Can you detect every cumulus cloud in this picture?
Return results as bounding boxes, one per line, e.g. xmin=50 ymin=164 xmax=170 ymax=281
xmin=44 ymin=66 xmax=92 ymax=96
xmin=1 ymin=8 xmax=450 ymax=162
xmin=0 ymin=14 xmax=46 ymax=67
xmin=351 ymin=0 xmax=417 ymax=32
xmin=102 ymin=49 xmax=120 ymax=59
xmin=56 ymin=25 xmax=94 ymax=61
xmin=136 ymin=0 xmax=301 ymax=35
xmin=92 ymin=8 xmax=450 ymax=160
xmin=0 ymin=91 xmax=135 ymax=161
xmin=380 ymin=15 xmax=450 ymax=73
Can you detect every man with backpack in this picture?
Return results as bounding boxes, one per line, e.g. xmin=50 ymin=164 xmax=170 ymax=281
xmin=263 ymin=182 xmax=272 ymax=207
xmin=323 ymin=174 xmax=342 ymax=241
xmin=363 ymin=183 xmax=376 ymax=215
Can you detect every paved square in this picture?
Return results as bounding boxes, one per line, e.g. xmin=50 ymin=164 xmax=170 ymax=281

####

* [GOAL]: Find every line in the entries above that contains the string "picture" with matching case, and copy each such line out in full.

* [RESULT FOR THIS TASK]:
Can you detect every cumulus cloud in this picture?
Can you detect every man with backpack in this picture?
Can you detect every paved square in this picture?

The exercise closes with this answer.